## TRECHO EXTRAÍDO
◆ ◆ ◆
A bem da verdade, após tentar separar as figuras do "assessor procurador da Fazenda" do "assessor advogado privado", ele se pergunta:
"Um procurador que defendeu por anos a Fazenda Nacional em questões tributárias, quando passa a assessorar um ministro do STJ no deslinde dessas mesmas questões por um breve espaço de tempo, sabendo que ao cabo da licença retornará ao seu órgão de origem, do qual não se desvincula, terá a imparcialidade necessária para ver razão nos pleitos apresentados por contribuintes?".
Algumas questões não foram consideradas por Hugo, daí que seja meu objetivo demonstrar que a imparcialidade necessária do "assessor procurador da Fazenda" existe pela forma como ele se vincula ao tribunal, pela função que a ele cabe e pela própria institucionalidade garantida pelo Direito positivo brasileiro. A análise, assim, vai além do ilegal, tocando pontos do devido processo legal substantivo.
Um procurador da Fazenda nacional, cedido para uma assessoria de magistrado, poderia, na visão do autor, ter sua imparcialidade obstaculizada "porque não perde o vínculo com a Fazenda que defende, licenciando-se por tempo curto e pré-determinado, com retorno certo ao órgão de origem".
O fato de a licença ser por tempo curto e pré-determinado, com retorno certo ao órgão de origem, não retiraria o vínculo do assessor à Procuradoria. Não só um vínculo ideológico ou de mentalidade, mas um vínculo de subordinação jurídica.
Discorda-se dessa posição, porque o procurador da Fazenda, enquanto ocupar o cargo de assessor, afasta-se legal e formalmente do cargo anterior, assim como se licencia da advocacia. Pelo artigo 12, inciso segundo, da Lei 8.906 (Estatuto da Advocacia), por ser a assessoria de magistrado atividade incompatível com a advocacia, cabe a qualquer assessor, advogado público ou advogado privado, requerer sua licença.
Esse fato, que não passou desapercebido ao CNJ no Procedimento de Controle Administrativo 0000706-90.2012.2.00.0000, no qual se analisou e ao final se permitiu a cessão de procuradora da fazenda nacional para assessorar desembargador do Tribunal Regional Federal, não foi levado em conta no artigo.
◆ ◆ ◆
## DADOS EXTRAÍDOS
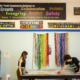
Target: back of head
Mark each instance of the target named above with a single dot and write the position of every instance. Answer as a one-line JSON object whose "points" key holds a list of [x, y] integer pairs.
{"points": [[66, 57]]}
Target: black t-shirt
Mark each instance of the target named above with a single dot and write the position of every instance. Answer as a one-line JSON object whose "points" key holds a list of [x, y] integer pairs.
{"points": [[74, 64]]}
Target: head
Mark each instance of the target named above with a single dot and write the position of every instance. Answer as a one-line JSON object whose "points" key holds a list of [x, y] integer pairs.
{"points": [[67, 58], [24, 54]]}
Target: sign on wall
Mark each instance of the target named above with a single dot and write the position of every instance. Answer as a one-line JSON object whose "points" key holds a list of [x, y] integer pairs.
{"points": [[47, 11], [64, 25], [31, 24]]}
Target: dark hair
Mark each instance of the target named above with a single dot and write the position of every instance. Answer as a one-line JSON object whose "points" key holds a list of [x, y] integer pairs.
{"points": [[22, 55], [67, 57]]}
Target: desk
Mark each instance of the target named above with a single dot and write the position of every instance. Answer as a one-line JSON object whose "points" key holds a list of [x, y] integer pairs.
{"points": [[50, 74]]}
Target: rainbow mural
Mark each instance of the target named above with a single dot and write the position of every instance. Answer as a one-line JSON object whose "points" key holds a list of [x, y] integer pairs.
{"points": [[61, 47], [41, 50]]}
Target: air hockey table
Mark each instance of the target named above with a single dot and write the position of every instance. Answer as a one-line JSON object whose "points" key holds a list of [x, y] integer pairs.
{"points": [[50, 74]]}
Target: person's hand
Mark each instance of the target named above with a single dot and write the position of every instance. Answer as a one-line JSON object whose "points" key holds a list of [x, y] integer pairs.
{"points": [[26, 71], [59, 72], [78, 72], [20, 73]]}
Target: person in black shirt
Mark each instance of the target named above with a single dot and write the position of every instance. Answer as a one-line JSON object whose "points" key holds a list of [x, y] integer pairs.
{"points": [[22, 64], [73, 62]]}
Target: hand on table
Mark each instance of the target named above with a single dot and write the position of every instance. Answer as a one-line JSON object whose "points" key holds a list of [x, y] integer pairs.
{"points": [[59, 72]]}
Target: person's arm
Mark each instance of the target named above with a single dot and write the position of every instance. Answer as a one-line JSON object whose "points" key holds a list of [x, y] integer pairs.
{"points": [[79, 68], [20, 61], [62, 69]]}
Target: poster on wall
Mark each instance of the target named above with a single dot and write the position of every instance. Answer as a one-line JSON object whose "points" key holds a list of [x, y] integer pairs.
{"points": [[64, 25], [7, 24], [42, 11], [31, 24], [76, 10]]}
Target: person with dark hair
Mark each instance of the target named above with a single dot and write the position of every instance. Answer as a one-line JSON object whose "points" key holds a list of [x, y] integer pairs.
{"points": [[22, 65], [73, 62]]}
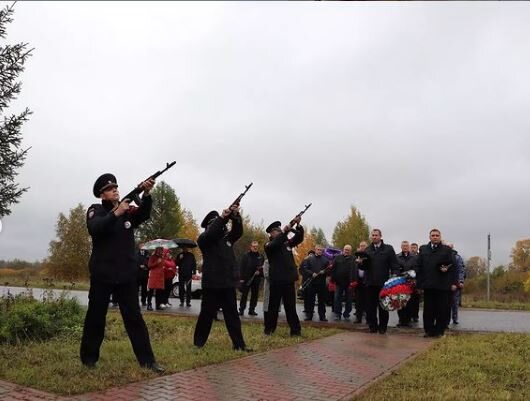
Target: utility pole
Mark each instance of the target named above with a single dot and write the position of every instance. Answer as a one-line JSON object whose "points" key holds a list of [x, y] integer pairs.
{"points": [[488, 268]]}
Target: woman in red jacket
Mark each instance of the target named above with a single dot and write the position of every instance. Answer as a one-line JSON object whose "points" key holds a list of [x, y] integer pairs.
{"points": [[170, 270], [156, 279]]}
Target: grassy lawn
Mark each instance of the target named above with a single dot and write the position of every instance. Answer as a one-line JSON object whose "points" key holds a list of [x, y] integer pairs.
{"points": [[41, 282], [54, 365], [483, 304], [462, 367]]}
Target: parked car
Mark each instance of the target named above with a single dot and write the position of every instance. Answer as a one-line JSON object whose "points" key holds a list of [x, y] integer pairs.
{"points": [[196, 286]]}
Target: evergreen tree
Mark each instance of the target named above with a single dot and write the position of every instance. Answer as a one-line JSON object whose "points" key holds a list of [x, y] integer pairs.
{"points": [[12, 60]]}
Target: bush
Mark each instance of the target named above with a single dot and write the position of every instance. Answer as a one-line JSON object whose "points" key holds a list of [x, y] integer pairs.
{"points": [[23, 318]]}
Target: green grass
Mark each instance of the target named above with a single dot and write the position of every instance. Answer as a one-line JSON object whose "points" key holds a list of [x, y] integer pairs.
{"points": [[54, 365], [461, 367], [483, 304], [42, 282]]}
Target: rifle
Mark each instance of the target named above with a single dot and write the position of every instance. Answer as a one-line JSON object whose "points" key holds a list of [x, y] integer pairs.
{"points": [[134, 195], [292, 223], [237, 201], [306, 283]]}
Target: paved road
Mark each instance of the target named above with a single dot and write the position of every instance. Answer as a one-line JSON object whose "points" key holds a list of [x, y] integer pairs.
{"points": [[470, 319]]}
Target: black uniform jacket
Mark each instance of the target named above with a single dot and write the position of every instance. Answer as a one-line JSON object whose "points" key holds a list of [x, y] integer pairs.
{"points": [[282, 266], [344, 270], [187, 265], [429, 275], [113, 257], [406, 262], [383, 262], [315, 264], [219, 268], [250, 262]]}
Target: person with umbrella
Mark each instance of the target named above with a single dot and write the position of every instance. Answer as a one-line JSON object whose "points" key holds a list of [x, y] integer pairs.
{"points": [[112, 268], [155, 283]]}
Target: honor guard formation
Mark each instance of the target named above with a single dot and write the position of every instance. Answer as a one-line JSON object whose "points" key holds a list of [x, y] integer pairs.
{"points": [[373, 277]]}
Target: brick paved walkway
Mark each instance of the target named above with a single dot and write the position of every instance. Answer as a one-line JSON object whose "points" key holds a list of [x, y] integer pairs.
{"points": [[331, 368]]}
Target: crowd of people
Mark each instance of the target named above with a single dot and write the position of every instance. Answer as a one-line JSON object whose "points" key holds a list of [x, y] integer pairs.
{"points": [[156, 274], [343, 278], [358, 276]]}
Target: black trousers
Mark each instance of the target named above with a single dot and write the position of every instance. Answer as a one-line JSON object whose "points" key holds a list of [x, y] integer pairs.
{"points": [[142, 284], [317, 289], [414, 303], [159, 296], [306, 300], [254, 291], [360, 301], [212, 300], [405, 314], [373, 307], [168, 286], [94, 327], [282, 291], [185, 289], [436, 311]]}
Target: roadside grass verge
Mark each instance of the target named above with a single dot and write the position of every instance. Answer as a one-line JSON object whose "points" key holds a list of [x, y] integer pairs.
{"points": [[483, 304], [54, 365], [36, 281], [461, 367]]}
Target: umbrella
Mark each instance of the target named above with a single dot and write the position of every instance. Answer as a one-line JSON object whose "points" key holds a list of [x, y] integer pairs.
{"points": [[156, 243], [185, 242]]}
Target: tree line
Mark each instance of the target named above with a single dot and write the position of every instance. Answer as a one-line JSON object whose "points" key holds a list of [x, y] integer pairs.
{"points": [[70, 250]]}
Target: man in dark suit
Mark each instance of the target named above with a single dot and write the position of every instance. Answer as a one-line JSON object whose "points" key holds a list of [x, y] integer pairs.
{"points": [[220, 276], [437, 277], [113, 269], [383, 262]]}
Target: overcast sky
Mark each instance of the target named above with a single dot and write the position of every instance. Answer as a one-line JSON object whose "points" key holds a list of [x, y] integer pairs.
{"points": [[416, 113]]}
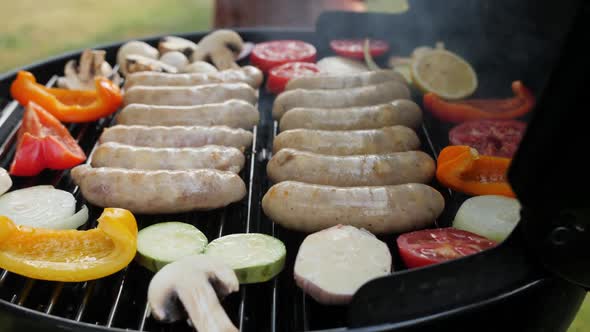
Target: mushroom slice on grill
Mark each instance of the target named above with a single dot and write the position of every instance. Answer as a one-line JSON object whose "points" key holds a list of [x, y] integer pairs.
{"points": [[195, 282]]}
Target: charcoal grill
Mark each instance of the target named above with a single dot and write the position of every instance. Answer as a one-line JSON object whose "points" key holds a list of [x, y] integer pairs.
{"points": [[505, 288]]}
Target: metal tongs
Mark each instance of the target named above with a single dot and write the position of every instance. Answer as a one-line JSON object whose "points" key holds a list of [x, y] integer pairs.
{"points": [[550, 178]]}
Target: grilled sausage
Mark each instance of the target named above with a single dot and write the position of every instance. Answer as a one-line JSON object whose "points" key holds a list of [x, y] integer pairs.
{"points": [[117, 155], [345, 143], [344, 81], [400, 112], [380, 210], [349, 171], [247, 74], [159, 191], [177, 136], [189, 95], [232, 113], [361, 96]]}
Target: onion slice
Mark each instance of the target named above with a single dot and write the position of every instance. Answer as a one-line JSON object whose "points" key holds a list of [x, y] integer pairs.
{"points": [[42, 207], [490, 216]]}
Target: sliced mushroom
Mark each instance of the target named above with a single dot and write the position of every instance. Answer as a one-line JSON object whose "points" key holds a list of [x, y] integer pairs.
{"points": [[171, 44], [200, 67], [174, 59], [135, 47], [79, 75], [196, 282], [135, 63], [221, 48]]}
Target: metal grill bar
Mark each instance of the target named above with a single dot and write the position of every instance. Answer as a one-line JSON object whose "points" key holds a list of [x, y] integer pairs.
{"points": [[115, 304], [89, 287], [146, 314], [25, 291], [54, 297]]}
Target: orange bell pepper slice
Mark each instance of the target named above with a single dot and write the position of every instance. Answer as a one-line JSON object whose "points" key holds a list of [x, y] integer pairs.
{"points": [[477, 109], [462, 169], [69, 255], [68, 105]]}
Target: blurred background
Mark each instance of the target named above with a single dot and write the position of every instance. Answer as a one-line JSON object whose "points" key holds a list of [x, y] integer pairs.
{"points": [[31, 30]]}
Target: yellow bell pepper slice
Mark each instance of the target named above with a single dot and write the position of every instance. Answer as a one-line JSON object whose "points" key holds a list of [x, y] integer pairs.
{"points": [[70, 255]]}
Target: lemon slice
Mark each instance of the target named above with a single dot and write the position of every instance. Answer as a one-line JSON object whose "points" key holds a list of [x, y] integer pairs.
{"points": [[444, 73]]}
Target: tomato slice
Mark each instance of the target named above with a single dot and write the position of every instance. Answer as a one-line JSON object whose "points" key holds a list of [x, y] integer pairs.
{"points": [[275, 53], [43, 142], [499, 138], [431, 246], [278, 77], [353, 48]]}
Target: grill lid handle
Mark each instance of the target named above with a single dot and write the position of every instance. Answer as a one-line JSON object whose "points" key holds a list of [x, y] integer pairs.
{"points": [[550, 173]]}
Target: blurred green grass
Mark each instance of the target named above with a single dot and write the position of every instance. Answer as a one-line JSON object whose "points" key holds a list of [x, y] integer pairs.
{"points": [[31, 30]]}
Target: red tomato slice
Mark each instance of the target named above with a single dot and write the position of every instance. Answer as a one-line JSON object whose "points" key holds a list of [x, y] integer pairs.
{"points": [[432, 246], [498, 138], [353, 48], [43, 142], [275, 53], [278, 77]]}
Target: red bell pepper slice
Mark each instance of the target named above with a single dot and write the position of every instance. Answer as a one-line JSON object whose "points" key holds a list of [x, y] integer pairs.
{"points": [[43, 142], [477, 109]]}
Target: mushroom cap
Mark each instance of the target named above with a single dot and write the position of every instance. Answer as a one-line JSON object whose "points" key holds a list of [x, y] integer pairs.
{"points": [[135, 47], [218, 39], [135, 63], [172, 43], [175, 59], [200, 67], [193, 276]]}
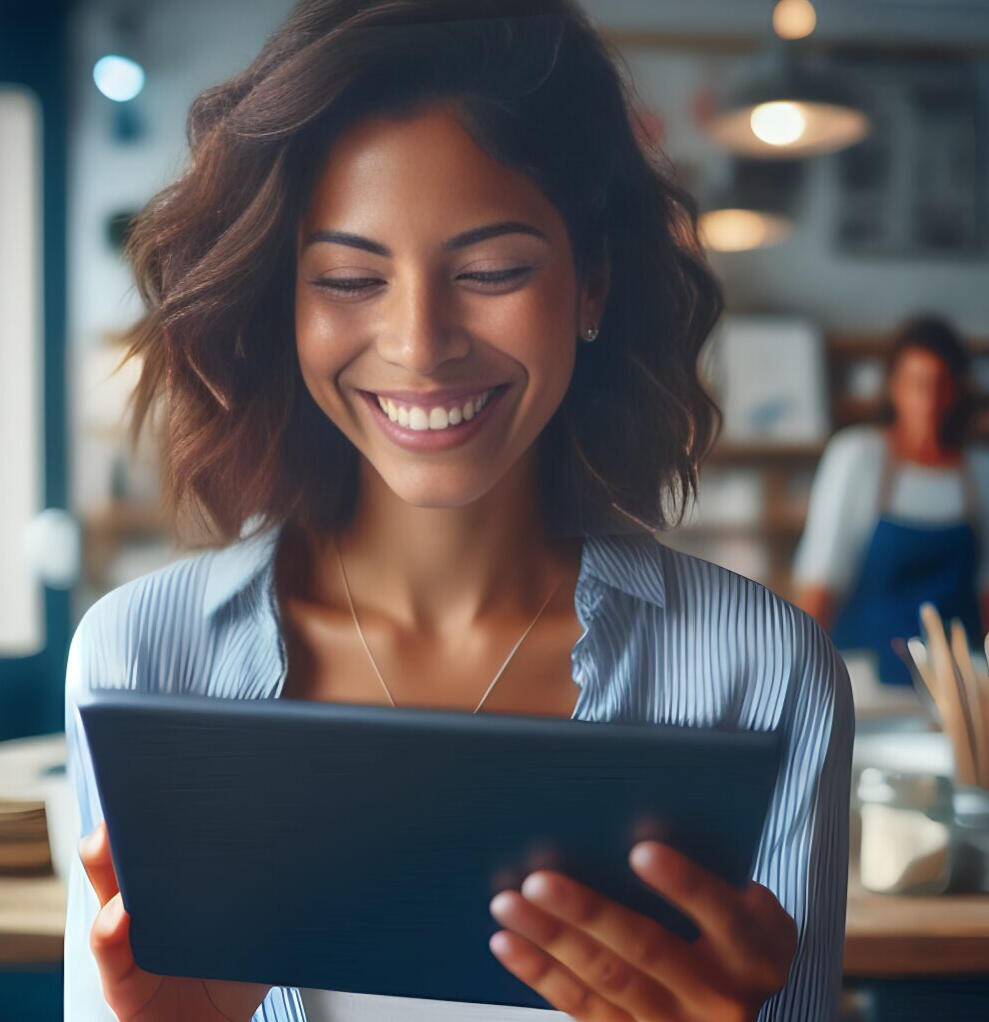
◆ ◆ ◆
## O QUE FAZER
De acordo com o trecho, qual dispositivo legal obriga o assessor de magistrado a requerer licença da advocacia?

## CAMPO DE RESPOSTA
O artigo 12, inciso segundo, da Lei 8.906 (Estatuto da Advocacia).